◆ **What needs to be done**: Each entry, as given, must be output unchanged.

Point-per-instance localization data:
^^^^

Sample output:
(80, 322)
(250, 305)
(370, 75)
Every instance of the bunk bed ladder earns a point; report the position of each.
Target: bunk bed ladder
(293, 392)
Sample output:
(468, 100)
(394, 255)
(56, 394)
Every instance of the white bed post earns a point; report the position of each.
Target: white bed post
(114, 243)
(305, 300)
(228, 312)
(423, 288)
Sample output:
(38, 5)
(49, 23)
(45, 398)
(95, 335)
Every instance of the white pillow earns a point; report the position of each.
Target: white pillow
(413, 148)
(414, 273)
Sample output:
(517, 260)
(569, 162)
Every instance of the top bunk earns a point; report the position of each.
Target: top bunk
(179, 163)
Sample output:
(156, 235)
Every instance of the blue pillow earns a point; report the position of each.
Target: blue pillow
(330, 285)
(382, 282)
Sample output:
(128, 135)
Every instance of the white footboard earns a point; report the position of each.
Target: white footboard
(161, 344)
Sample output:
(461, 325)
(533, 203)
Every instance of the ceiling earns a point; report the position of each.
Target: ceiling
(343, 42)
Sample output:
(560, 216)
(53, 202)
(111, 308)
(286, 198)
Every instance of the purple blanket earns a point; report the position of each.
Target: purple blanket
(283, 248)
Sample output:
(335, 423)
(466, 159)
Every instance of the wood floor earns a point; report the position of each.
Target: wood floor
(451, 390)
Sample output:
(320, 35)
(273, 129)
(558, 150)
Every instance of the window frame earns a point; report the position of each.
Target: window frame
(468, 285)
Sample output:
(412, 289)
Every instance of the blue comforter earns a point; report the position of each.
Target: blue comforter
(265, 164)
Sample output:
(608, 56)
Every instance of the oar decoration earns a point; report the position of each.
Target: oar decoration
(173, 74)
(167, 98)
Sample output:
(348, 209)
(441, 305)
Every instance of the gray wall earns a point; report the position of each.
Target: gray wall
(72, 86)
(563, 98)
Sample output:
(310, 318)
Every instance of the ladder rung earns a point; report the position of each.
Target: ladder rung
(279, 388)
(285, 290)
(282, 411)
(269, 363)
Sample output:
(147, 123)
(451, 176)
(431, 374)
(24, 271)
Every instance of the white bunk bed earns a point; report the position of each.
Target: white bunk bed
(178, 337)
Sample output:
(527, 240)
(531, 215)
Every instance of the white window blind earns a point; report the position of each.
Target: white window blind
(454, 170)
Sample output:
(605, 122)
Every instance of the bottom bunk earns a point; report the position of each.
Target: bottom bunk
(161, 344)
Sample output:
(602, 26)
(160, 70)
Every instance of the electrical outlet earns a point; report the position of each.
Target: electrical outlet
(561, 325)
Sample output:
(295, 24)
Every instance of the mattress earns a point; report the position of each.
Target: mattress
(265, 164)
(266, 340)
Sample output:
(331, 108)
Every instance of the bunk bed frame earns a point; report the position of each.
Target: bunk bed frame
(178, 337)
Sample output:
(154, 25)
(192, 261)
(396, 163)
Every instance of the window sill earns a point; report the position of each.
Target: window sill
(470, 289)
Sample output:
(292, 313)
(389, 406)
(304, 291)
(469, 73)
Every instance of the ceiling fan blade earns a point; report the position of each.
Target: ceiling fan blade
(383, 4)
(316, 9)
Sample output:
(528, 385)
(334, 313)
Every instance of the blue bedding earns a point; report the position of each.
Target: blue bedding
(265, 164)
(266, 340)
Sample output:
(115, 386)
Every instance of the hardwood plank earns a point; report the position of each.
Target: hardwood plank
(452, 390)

^^^^

◆ **Task result**:
Sample output:
(80, 322)
(250, 305)
(370, 75)
Every instance of the bunk bed ladder earns a point; report the position of each.
Target: bunk bed ladder
(293, 392)
Sample output:
(468, 100)
(394, 255)
(56, 394)
Every instance of the white bed post earns a point; report the position of each.
Target: white bed post
(114, 243)
(305, 300)
(228, 312)
(423, 288)
Sample output:
(38, 5)
(49, 23)
(45, 398)
(95, 335)
Every instance of the white pillow earns a point; report the position of each.
Target: white pillow
(413, 148)
(414, 273)
Sample output:
(517, 260)
(569, 162)
Every instance of the top bunk earns a point; report the position of each.
Target: top bunk
(179, 163)
Sample output:
(156, 235)
Every instance of the blue pillow earns a point; report the position of each.
Target: blue pillow
(330, 285)
(382, 282)
Sample output:
(128, 135)
Every instance of the white footboard earns a point; report the position of each.
Target: white footboard
(161, 344)
Sample output:
(461, 325)
(533, 203)
Every instance of the ceiling earns a point; report the position of each.
Target: ceiling
(343, 42)
Sample output:
(560, 216)
(53, 202)
(111, 308)
(286, 198)
Every instance of the purple blanket earns a point; report the position of each.
Target: purple blanket
(283, 248)
Sample output:
(335, 423)
(466, 159)
Every instance of the wood floor earns a point; report the position of each.
Target: wood floor
(451, 390)
Sample output:
(320, 35)
(273, 129)
(558, 150)
Every instance of the window frame earns a point; report the position of each.
Target: window frame
(468, 285)
Sample output:
(412, 289)
Every instance of the blue comforter earns a point; report the position of each.
Target: blue comforter
(265, 164)
Sample output:
(608, 56)
Every instance of the oar decoration earns a point; report the position of each.
Target: oar decoration
(173, 74)
(167, 98)
Sample output:
(348, 209)
(441, 305)
Every instance of the gray wall earns a point; report the position of each.
Target: gray wall
(72, 86)
(563, 98)
Sample output:
(310, 318)
Every instance of the ladder rung earns a point; report the position of each.
Target: ladder rung
(279, 388)
(285, 290)
(282, 411)
(269, 363)
Sample output:
(147, 123)
(451, 176)
(431, 374)
(24, 271)
Every instance of the white bunk bed earns a point; report the position of each.
Target: white bunk bed
(178, 337)
Sample output:
(527, 240)
(531, 215)
Every instance of the white window blind earns a point; report the position of each.
Target: white window blind
(454, 170)
Sample output:
(605, 122)
Every instance of the bottom bunk earns a point; report the position of each.
Target: bottom bunk
(161, 344)
Sample output:
(602, 26)
(160, 70)
Every instance of the electrical outlet earns a point; report the position of each.
Target: electrical outlet
(561, 325)
Sample output:
(295, 24)
Every instance of the mattress earns a point; report the position of each.
Target: mattress
(265, 164)
(266, 340)
Sample output:
(331, 108)
Every instance of the bunk bed frame earns a point; report the position of each.
Target: bunk bed frame
(178, 337)
Sample output:
(154, 25)
(192, 261)
(396, 163)
Every instance of the window sill earns a point; report the position of each.
Target: window sill
(470, 289)
Sample output:
(292, 313)
(389, 406)
(304, 291)
(469, 73)
Every instance of the ceiling fan blade earns a point; report the position of each.
Target: ceiling fan blade
(383, 4)
(316, 9)
Sample output:
(528, 385)
(334, 313)
Every instance of the blue bedding earns a point; report the position of each.
Target: blue bedding
(265, 164)
(266, 340)
Sample output:
(115, 386)
Every instance of the hardwood plank earns a point; report the position of each.
Target: hardwood plank
(452, 390)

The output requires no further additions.